INSTRUCTIONS TO FOLLOW
Where the word "instance" occurs in a line of the listing below, copy that line.

DATA SHOWN
---

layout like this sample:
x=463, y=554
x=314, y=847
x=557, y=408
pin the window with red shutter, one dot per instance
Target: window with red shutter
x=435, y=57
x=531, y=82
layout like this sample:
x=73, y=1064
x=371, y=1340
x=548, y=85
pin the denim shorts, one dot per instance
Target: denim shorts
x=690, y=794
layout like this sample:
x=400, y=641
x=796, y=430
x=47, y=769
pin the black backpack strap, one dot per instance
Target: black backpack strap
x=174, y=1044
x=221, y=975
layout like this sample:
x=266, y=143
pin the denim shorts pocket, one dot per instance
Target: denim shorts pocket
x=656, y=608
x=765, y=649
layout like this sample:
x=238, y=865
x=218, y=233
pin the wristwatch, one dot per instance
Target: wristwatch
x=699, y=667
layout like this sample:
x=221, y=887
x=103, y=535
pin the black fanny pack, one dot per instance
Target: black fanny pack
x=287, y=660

---

WRITTEN SOLUTION
pin the window with red shutter, one dot per instance
pin the denim shorts, one dot per instance
pin the black backpack strap, one dot per instance
pin the denim shorts pocket, one dot per instance
pin the wristwatch, one dot per instance
pin the black fanny pack, one dot per instance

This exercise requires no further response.